[Document passage — start]

The science of muscle building is well understood. Basically, it involves training with sufficient intensity and eating a diet that emphasizes on ample protein intake. But the science is a lot more entailing, and one facet that is not adequately discussed is that of sleep.
The Importance of Sleep
There’s a reason getting enough sleep is so avidly stressed by experts. It is akin to the glue that holds us all together. We are complex beings, and our brains are only able to function at best when gifted with periodic breaks. Sleep provides said breaks. It is more than a night-time convenience. Sleep is a naturally recurring state that cannot be resisted without consequence. There is a reason why you will die faster from lack of sleep than from lack of water. It is an evolutionary compulsion that allows for memories to be sorted, chemicals to be balanced out and so on.
Sleep and Recovery
By far the most important motivation of sleep, at least in this context, is that it allows muscular recovery. This is especially important to bodybuilders who spend a portion of their day stressing out their muscles. It is said that good nutrition is critical to muscle building, but so is sleep. You cannot enthrone one and eschew the other.

[Document passage — finish]

- _Work item 1_
From the passage on sleep and muscle building, list every sentence outside the two headings that contains the word "sleep".
- _Work item 2_
Print the part of the passage on sleep and muscle building that starts at "The Importance of" and ends at "out and so on.".

[Input data — start]

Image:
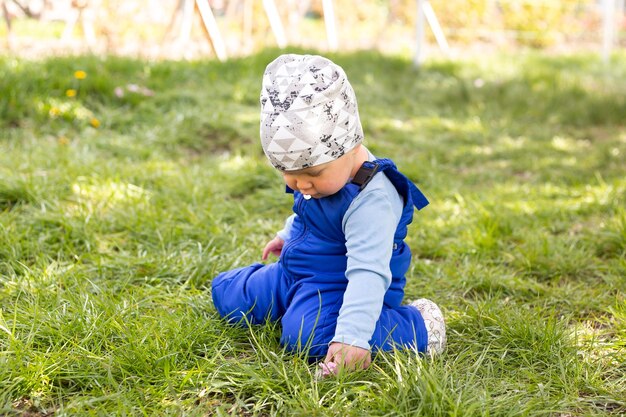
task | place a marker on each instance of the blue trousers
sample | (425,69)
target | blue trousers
(308,309)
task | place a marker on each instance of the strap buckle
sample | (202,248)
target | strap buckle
(365,174)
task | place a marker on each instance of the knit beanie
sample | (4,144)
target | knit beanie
(309,113)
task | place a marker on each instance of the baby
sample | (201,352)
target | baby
(338,285)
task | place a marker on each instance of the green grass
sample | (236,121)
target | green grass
(110,236)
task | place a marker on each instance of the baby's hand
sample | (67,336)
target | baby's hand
(274,246)
(345,356)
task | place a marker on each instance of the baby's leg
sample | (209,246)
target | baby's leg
(310,320)
(256,292)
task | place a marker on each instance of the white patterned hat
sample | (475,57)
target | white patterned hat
(309,114)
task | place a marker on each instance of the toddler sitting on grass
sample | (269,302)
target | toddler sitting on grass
(338,285)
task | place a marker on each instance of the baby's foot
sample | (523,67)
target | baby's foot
(435,325)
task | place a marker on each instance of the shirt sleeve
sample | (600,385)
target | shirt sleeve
(369,226)
(285,232)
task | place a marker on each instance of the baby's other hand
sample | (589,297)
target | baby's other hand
(274,246)
(348,357)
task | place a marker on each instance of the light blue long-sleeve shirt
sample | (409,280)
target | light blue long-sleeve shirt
(369,226)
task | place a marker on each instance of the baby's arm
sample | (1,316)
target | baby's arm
(369,226)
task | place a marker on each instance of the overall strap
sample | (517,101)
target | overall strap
(400,181)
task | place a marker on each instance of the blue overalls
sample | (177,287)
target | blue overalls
(305,288)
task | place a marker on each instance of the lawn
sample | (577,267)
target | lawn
(126,185)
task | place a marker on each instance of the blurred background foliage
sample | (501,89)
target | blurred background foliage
(142,26)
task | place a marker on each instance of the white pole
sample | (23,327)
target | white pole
(435,26)
(211,26)
(608,29)
(419,33)
(329,21)
(186,21)
(275,23)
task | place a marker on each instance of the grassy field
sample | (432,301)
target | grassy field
(125,186)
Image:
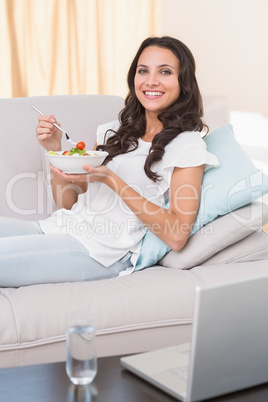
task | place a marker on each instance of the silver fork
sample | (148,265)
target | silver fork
(56,125)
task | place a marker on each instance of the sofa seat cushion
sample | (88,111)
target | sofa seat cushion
(34,318)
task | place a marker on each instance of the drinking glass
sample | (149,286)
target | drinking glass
(81,363)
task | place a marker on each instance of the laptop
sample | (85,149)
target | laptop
(228,350)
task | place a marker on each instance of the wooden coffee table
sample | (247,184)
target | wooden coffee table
(49,383)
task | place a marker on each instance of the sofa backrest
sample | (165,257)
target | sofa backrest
(24,170)
(23,167)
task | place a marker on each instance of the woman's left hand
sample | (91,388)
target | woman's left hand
(100,174)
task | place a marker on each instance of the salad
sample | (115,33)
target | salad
(78,150)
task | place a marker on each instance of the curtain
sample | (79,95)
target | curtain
(50,47)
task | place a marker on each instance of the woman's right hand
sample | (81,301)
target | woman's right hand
(47,134)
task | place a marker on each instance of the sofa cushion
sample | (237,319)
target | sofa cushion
(235,183)
(217,235)
(252,248)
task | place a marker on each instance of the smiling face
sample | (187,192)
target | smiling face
(156,79)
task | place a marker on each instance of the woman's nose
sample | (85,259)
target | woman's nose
(152,79)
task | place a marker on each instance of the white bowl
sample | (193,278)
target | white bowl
(73,164)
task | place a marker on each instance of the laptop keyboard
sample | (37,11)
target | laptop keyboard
(179,372)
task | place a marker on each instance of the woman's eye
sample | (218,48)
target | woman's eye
(142,71)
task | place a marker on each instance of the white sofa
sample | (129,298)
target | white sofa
(149,309)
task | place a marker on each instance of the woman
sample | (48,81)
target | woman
(155,152)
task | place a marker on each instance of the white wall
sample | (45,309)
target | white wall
(229,39)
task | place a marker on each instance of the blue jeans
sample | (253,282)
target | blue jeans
(28,256)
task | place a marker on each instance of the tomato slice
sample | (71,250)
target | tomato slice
(80,145)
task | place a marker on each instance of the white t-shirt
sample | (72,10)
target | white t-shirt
(101,221)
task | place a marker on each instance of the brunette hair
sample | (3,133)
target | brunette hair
(185,114)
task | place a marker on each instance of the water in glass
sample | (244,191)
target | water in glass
(81,364)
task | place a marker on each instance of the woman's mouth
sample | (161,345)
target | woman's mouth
(153,94)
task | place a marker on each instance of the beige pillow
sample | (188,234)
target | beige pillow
(217,235)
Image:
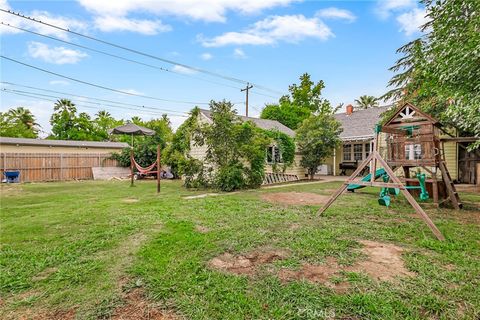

[Input data — finish]

- _Exercise result 1_
1. But the science is a lot more entailing, and one facet that is not adequately discussed is that of sleep.
2. There’s a reason getting enough sleep is so avidly stressed by experts.
3. Sleep provides said breaks.
4. Sleep is a naturally recurring state that cannot be resisted without consequence.
5. There is a reason why you will die faster from lack of sleep than from lack of water.
6. By far the most important motivation of sleep, at least in this context, is that it allows muscular recovery.
7. It is said that good nutrition is critical to muscle building, but so is sleep.

- _Exercise result 2_
The Importance of Sleep
There’s a reason getting enough sleep is so avidly stressed by experts. It is akin to the glue that holds us all together. We are complex beings, and our brains are only able to function at best when gifted with periodic breaks. Sleep provides said breaks. It is more than a night-time convenience. Sleep is a naturally recurring state that cannot be resisted without consequence. There is a reason why you will die faster from lack of sleep than from lack of water. It is an evolutionary compulsion that allows for memories to be sorted, chemicals to be balanced out and so on.